● EXERCISE BRIEF
List each line of the data that contains the string "tuples", reproducing every such line in full.

● PROVIDED MATERIAL

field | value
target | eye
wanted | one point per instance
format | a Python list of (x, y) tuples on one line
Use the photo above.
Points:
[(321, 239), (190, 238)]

● THE RESULT
format | a Python list of (x, y) tuples on one line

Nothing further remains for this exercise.